### [Exercise instructions]
[A] For each statement about the blog post, answer yes or no according to the text and quote the words that decide it. (i) The Candlelight Vigil takes place at 7:30 on 9/11. (ii) The rally in Santa Fe will be the first Tea Party Rally the writer has attended. (iii) The back of the planned new sign will mention Woodward and Bernstein.
[B] According to the blog post, where will the Albuquerque Tea Party hold its Candlelight Vigil?
[C] Please print the passage of the blog post between "For Ragamuffin House, this" and "7:30 on 9/11.", inclusive, with no changes.

### [Excerpt provided]
....

For Ragamuffin House, this is a day of REMEMBERANCE. And we will be lighting our Shabbat Candles at Haynes Park in Rio Rancho, where the Albuquerque Tea Party will be putting on a Candlelight Vigil as a memorial to those who fell and those who helped. The Vigil is at 7:30 on 9/11.

Picture Credit: New York Post, 2007.

On Saturday, 9/12, we will be joining with Tea Party groups and 9/12ers across the state in Santa Fe, as we March on the Capitol.

This will be the fourth such Tea Party Rally that we have attended. In the picture to the right you see the Chem Geek Princess at the first Tea Party.

For this Rally, I am planning a new sign. It will have a picture of Barack Obama and say "L'Etat es Vous? NO! Where is the Fourth Estate?" On the back it will say, Where are Woodward and Bernstein when we need them?

It is time we called the press on their inaction. Why 30 years ago they would have been all over some of the scandles we have been treated to in Washington in the past few years.




Americans, it is time to stand up!

....

### [Collected material]
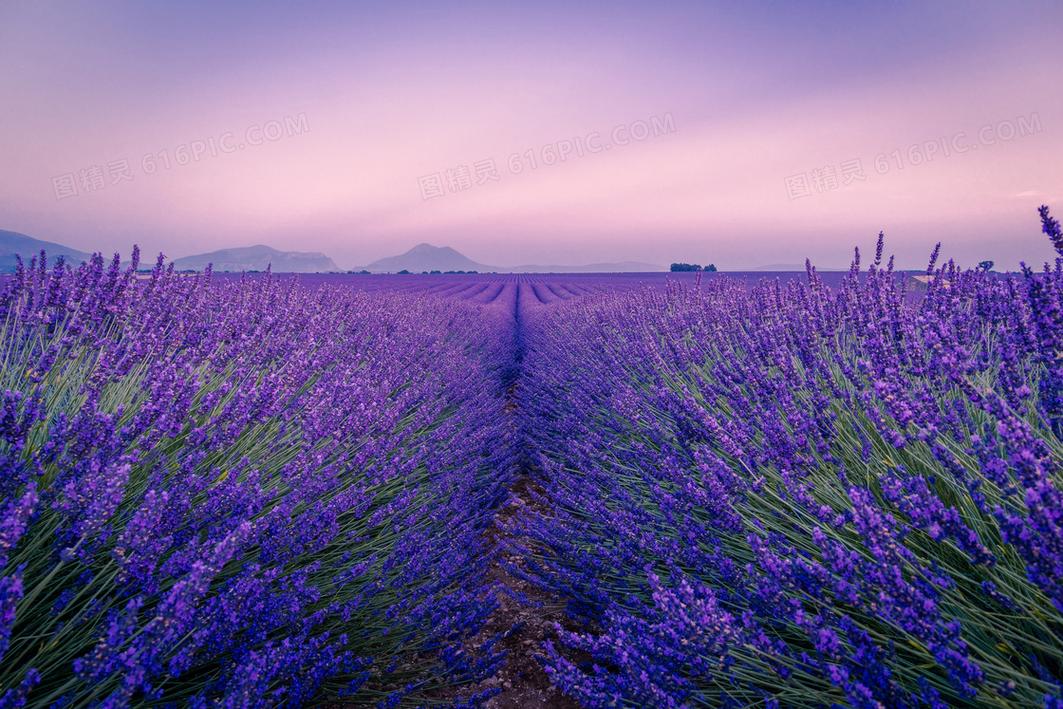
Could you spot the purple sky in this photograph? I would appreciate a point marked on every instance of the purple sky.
(701, 132)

....

### [Response list]
[A]
(i) Yes: "The Vigil is at 7:30 on 9/11."
(ii) No: "This will be the fourth such Tea Party Rally that we have attended."
(iii) Yes: "On the back it will say, Where are Woodward and Bernstein when we need them?"

[B] At Haynes Park in Rio Rancho.

[C]
For Ragamuffin House, this is a day of REMEMBERANCE. And we will be lighting our Shabbat Candles at Haynes Park in Rio Rancho, where the Albuquerque Tea Party will be putting on a Candlelight Vigil as a memorial to those who fell and those who helped. The Vigil is at 7:30 on 9/11.